■ Task objective ■
Each line below should be written out again exactly.
[[ Dataset records open ]]
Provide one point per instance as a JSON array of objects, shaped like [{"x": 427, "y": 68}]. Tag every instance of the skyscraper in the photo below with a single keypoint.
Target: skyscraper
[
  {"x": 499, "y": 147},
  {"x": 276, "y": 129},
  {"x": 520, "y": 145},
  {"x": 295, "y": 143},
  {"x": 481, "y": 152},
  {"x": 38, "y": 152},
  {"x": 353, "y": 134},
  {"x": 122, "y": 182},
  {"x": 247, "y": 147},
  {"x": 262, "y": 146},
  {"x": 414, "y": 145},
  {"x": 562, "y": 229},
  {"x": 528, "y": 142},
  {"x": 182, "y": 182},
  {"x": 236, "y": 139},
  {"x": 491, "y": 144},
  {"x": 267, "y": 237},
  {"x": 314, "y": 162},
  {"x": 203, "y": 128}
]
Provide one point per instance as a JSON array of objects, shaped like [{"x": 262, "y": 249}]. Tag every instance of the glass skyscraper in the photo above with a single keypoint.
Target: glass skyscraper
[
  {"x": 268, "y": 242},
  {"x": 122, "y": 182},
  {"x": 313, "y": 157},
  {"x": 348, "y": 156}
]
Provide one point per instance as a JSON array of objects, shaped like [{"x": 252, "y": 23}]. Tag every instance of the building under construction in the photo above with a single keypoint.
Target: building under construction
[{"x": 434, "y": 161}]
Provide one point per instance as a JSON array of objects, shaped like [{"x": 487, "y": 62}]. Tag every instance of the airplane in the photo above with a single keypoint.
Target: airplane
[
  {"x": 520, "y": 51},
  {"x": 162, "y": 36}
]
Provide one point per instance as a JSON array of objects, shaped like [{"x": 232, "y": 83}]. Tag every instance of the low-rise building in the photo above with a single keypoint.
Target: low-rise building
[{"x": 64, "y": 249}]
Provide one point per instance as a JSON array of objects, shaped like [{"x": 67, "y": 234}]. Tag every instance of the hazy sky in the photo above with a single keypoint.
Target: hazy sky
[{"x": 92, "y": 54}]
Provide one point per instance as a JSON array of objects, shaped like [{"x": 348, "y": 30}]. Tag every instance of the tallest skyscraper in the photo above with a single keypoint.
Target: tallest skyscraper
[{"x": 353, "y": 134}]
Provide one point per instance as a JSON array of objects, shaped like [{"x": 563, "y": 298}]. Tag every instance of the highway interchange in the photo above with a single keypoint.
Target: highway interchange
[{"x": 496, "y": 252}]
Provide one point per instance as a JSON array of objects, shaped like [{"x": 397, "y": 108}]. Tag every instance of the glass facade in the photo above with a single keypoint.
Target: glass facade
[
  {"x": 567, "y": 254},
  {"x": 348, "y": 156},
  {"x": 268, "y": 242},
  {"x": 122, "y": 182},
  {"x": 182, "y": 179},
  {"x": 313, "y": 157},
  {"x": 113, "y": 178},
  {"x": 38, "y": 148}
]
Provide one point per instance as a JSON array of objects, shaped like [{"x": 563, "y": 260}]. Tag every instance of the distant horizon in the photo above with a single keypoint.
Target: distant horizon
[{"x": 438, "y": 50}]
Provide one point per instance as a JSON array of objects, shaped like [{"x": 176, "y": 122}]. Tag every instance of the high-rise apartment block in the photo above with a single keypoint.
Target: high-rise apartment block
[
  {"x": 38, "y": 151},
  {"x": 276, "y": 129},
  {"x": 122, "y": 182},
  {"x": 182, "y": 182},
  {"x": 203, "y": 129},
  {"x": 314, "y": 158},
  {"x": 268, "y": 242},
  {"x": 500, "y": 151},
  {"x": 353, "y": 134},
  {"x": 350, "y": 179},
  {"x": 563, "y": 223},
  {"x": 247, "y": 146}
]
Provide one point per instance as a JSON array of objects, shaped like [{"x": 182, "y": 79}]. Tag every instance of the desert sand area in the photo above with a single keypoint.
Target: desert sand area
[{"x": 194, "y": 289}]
[[ Dataset records closed ]]
■ Response box ■
Provide one point per instance as a JSON array of objects, shaped like [{"x": 427, "y": 68}]. Tag every instance of the skyscraper in the photo below with a single keypoint.
Target: skyscraper
[
  {"x": 499, "y": 147},
  {"x": 276, "y": 129},
  {"x": 520, "y": 145},
  {"x": 295, "y": 143},
  {"x": 481, "y": 152},
  {"x": 38, "y": 152},
  {"x": 353, "y": 134},
  {"x": 122, "y": 182},
  {"x": 247, "y": 147},
  {"x": 262, "y": 146},
  {"x": 414, "y": 145},
  {"x": 562, "y": 229},
  {"x": 528, "y": 142},
  {"x": 182, "y": 182},
  {"x": 236, "y": 139},
  {"x": 491, "y": 144},
  {"x": 267, "y": 237},
  {"x": 314, "y": 162},
  {"x": 203, "y": 128}
]
Provide one point per instance as a JSON array of objects, shaped like [{"x": 262, "y": 249}]. Tag every instance of the glass skyscraper in the photo above with a single keypoint.
Target: glass skyscraper
[
  {"x": 268, "y": 242},
  {"x": 122, "y": 182},
  {"x": 313, "y": 157},
  {"x": 348, "y": 156}
]
Provide one point per instance as a JSON array of objects, shaped like [{"x": 252, "y": 23}]. Tag every instance of the building under construction in the photo above with a single keypoint.
Target: building under construction
[{"x": 434, "y": 161}]
Provide one point per instance as a JSON array of objects, shaped like [{"x": 487, "y": 62}]. Tag every instance of the airplane in the photo above with a single keypoint.
Target: airplane
[
  {"x": 520, "y": 51},
  {"x": 162, "y": 36}
]
Provide one point per instance as a JSON array of objects, shaped like [{"x": 232, "y": 83}]. Tag every instance of the low-rise building in the photo above with a single keypoint.
Target: low-rise building
[{"x": 64, "y": 249}]
Provide one point per instance as a JSON array of objects, shaped like [{"x": 67, "y": 234}]. Tag every instance of the hazy sky in the photo above with a single keypoint.
Target: hazy sky
[{"x": 92, "y": 54}]
Provide one point per instance as a JSON array of objects, shaped like [{"x": 348, "y": 30}]. Tag every instance of the tallest skyscraper in the photo above with a single keypoint.
Target: tallest skyscraper
[{"x": 353, "y": 134}]
Provide one point per instance as a JSON array of objects, shaped like [{"x": 563, "y": 298}]. Tag every instance of the highway interchange in the photo above with a single keypoint.
Target: highway interchange
[{"x": 496, "y": 252}]
Provide one point per instance as a JSON array of objects, shaped like [{"x": 397, "y": 108}]. Tag every instance of the glass facade in the photo above with a single keypoint.
Target: glass facade
[
  {"x": 567, "y": 254},
  {"x": 348, "y": 156},
  {"x": 268, "y": 242},
  {"x": 122, "y": 182},
  {"x": 182, "y": 179},
  {"x": 313, "y": 157},
  {"x": 113, "y": 178},
  {"x": 38, "y": 148}
]
Provide one point per instance as a JSON array of objects, shaped like [{"x": 563, "y": 260}]. Tag every instance of the distant horizon in the photo above with a single keypoint.
Target: distant horizon
[{"x": 438, "y": 50}]
Provide one point per instance as a JSON array of objects, shaped like [{"x": 176, "y": 122}]. Tag every instance of the high-rise apartment block in the photo above with a single keypoint.
Target: high-rise apartment block
[
  {"x": 38, "y": 151},
  {"x": 276, "y": 129},
  {"x": 122, "y": 182},
  {"x": 182, "y": 182},
  {"x": 203, "y": 129},
  {"x": 314, "y": 158},
  {"x": 268, "y": 242},
  {"x": 500, "y": 151},
  {"x": 353, "y": 134},
  {"x": 350, "y": 179},
  {"x": 563, "y": 223},
  {"x": 247, "y": 146}
]
Provide one point per instance as a JSON array of objects, shaped like [{"x": 182, "y": 79}]. Tag every instance of the desert sand area in the photo above with a single keypoint.
Target: desert sand area
[{"x": 194, "y": 289}]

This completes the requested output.